Set down verbatim the lines of the items below, from the line containing "the wooden pillar?" through the final line of the items, inclusive.

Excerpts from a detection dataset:
# # # # # # #
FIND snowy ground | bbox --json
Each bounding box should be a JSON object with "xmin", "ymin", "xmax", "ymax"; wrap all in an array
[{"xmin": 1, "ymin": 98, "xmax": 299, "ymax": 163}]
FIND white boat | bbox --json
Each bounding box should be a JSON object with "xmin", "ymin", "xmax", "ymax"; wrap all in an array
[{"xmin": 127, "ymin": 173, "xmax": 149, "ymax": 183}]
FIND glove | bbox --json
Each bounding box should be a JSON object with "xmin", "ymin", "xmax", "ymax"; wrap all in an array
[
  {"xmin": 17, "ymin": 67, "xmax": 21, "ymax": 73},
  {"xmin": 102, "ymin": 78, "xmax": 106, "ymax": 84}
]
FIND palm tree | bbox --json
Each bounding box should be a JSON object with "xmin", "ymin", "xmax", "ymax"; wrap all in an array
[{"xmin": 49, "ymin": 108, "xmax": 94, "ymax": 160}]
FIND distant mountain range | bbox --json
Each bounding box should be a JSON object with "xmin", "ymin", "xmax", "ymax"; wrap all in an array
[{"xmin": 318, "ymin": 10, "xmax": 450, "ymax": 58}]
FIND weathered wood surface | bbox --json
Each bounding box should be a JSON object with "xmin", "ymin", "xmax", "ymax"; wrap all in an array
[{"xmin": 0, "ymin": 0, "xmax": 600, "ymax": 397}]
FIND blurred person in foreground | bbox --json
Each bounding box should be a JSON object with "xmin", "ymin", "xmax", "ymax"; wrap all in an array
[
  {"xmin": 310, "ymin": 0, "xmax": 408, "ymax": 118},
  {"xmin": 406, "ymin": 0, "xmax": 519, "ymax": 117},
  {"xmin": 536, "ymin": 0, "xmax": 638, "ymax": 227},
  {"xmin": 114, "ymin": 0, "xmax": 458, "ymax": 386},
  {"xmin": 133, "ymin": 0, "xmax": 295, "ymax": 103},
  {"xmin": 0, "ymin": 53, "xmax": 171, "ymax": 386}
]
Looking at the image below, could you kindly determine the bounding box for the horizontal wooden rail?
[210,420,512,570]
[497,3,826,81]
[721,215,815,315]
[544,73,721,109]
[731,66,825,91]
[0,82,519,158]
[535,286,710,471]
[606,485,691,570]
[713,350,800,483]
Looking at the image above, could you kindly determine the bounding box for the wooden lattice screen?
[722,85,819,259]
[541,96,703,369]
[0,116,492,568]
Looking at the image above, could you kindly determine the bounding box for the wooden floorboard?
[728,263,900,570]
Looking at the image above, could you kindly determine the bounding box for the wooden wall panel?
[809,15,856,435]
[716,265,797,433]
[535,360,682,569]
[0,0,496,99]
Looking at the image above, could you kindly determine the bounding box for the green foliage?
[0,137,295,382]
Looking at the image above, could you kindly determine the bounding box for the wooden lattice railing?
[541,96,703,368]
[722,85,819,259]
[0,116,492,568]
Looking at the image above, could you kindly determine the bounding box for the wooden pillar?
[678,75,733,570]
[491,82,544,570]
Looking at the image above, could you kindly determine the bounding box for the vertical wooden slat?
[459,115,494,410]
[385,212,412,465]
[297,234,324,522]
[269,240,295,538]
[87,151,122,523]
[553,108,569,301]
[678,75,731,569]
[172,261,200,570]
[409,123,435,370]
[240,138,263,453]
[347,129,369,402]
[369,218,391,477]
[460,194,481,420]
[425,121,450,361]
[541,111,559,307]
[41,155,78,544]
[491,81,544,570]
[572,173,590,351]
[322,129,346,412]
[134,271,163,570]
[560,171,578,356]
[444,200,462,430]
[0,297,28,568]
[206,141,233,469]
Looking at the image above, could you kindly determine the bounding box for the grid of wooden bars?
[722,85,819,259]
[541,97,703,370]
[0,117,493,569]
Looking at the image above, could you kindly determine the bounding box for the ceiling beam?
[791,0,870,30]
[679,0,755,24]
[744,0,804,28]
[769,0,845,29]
# # # # # # #
Response:
Looking at the image above, could you kindly determine the bounding box for the wooden pillar?
[678,75,733,570]
[491,82,544,570]
Looking at the image above, could you kindly determine the bounding box for the vertical wooden slat?
[459,115,494,410]
[385,212,412,465]
[297,234,324,522]
[269,240,295,538]
[87,151,122,523]
[553,108,569,301]
[678,75,731,569]
[172,261,200,570]
[409,123,435,370]
[240,138,263,453]
[347,129,369,402]
[369,218,391,477]
[460,194,481,420]
[425,121,450,361]
[541,111,559,307]
[41,155,78,544]
[491,81,544,570]
[572,173,590,351]
[322,129,346,412]
[134,271,163,570]
[560,171,578,356]
[444,200,462,430]
[0,297,28,568]
[206,141,233,469]
Looking at the image above, could you kindly determine the bounding box for the grid of wooden bars?
[722,85,819,259]
[541,97,703,370]
[0,117,493,569]
Looking at the image above, could you kindly determine the bounding box for the ceiling beam?
[791,0,870,30]
[679,0,755,24]
[744,0,804,28]
[769,0,845,29]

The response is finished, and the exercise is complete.